STATED TASK: Return, exactly, the line that contains "In the picture below, where can the blurred" together with all lines after it to the end of the entries, and no further lines.

══ TASK MATERIAL

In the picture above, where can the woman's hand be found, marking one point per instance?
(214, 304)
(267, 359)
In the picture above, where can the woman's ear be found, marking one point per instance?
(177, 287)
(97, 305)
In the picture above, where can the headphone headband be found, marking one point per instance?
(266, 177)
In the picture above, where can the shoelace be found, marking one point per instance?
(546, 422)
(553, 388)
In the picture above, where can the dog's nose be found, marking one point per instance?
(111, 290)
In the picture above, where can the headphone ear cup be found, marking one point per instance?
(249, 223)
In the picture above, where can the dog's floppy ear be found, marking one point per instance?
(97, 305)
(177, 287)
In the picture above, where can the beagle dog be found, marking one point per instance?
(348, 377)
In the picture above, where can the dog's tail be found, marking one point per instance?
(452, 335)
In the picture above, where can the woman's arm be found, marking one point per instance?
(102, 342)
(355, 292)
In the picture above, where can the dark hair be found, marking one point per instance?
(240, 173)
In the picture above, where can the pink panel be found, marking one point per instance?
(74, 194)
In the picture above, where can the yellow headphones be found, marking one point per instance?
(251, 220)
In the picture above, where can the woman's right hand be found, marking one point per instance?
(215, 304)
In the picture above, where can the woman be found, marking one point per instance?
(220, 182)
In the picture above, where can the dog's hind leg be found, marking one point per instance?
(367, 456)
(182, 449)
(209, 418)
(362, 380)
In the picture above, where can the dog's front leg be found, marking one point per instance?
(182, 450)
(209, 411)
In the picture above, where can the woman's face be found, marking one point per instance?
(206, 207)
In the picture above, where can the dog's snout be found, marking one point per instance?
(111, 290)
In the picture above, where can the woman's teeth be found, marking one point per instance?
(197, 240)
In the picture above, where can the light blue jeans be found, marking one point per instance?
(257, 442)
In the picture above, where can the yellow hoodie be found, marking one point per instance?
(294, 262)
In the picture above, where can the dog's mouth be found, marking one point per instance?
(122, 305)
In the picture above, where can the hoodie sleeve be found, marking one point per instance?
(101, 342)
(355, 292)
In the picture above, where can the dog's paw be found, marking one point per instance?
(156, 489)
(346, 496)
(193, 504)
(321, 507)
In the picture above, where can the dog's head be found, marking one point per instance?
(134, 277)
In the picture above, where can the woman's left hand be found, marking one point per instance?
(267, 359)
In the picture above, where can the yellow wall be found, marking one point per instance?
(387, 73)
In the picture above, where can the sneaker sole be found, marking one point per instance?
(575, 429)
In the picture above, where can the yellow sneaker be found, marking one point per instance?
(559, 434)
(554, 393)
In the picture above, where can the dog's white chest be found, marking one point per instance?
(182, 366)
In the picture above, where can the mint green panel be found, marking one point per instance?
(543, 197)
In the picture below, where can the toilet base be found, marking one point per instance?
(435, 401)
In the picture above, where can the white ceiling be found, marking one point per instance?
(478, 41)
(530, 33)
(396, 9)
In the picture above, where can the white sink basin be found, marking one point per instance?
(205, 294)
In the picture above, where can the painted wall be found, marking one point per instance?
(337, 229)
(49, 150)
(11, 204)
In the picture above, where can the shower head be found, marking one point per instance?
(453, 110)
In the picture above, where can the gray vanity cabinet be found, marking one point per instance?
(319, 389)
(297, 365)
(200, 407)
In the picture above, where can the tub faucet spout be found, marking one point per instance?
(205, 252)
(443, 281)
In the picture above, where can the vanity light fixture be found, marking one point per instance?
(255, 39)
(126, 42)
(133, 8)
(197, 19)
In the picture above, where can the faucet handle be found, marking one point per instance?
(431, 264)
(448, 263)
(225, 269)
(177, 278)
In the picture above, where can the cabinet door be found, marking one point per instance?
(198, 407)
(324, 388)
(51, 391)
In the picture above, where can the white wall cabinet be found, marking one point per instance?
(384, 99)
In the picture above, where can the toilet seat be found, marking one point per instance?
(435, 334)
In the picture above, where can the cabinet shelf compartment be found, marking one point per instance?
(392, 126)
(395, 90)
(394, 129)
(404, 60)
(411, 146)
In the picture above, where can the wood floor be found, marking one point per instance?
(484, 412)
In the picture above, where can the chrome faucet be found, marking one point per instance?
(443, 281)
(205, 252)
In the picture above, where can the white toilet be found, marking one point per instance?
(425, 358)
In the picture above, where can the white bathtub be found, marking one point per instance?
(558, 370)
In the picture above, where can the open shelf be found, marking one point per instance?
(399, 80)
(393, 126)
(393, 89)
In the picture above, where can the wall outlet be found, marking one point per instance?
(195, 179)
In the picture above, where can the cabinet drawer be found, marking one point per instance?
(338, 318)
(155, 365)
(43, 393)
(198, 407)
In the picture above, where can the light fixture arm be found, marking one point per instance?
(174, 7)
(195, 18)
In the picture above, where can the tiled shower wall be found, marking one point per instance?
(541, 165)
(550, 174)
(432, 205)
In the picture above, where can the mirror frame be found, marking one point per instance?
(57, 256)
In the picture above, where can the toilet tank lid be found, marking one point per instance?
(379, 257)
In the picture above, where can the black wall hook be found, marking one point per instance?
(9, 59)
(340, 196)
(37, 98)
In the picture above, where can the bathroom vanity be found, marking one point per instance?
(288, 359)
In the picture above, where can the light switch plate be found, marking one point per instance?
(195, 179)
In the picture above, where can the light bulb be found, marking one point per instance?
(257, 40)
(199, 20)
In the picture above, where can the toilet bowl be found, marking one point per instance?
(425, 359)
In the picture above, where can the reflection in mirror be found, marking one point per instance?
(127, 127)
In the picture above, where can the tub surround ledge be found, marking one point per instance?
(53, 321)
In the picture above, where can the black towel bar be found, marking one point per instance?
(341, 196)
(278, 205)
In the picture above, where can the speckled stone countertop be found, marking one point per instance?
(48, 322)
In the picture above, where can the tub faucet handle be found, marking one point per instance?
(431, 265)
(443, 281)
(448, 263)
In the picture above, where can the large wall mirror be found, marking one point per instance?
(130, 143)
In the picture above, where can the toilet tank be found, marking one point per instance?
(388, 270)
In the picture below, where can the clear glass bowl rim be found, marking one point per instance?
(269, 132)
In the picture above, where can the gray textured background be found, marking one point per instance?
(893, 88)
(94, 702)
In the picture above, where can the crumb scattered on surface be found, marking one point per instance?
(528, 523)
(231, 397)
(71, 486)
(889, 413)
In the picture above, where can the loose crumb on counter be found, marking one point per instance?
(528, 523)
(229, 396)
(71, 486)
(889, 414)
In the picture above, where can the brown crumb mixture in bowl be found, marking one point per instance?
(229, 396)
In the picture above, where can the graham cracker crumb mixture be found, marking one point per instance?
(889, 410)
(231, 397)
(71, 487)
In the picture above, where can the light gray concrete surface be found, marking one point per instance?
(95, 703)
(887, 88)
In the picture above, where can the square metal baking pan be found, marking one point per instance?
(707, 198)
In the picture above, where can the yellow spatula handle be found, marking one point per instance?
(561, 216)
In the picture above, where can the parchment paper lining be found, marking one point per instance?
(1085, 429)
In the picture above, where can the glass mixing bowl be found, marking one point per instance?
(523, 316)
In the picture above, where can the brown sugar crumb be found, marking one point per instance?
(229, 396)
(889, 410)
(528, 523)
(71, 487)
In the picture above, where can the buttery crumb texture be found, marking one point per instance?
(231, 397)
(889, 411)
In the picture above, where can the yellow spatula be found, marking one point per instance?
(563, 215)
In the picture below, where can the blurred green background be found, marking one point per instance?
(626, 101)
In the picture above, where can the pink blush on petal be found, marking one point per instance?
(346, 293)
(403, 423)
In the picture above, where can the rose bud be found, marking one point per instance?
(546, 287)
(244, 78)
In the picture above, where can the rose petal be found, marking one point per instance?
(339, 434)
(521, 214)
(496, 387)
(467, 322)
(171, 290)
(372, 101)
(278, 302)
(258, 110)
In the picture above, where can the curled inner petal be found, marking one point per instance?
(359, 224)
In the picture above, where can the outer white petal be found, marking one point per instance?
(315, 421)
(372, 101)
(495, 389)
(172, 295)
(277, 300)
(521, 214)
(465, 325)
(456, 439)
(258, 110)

════

SOLUTION TO THIS EXERCISE:
In the picture below, where can the blurred green background be found, marking one point per instance?
(626, 101)
In the picture above, where can the pink blush on petal be found, marking one point per instance?
(346, 293)
(403, 423)
In the picture above, where can the rose bud be found, marking one point per instance?
(546, 287)
(244, 78)
In the picture above, where can the rose petal be found, marking one point per instance?
(339, 434)
(521, 214)
(496, 387)
(467, 322)
(171, 290)
(372, 101)
(278, 302)
(258, 110)
In the picture above, where can the curled inner petal be found, marking one point per instance?
(359, 224)
In the picture above, where can the outer white petal be found, marking one point per instance?
(315, 421)
(372, 101)
(495, 389)
(172, 295)
(277, 300)
(521, 214)
(465, 325)
(456, 439)
(258, 110)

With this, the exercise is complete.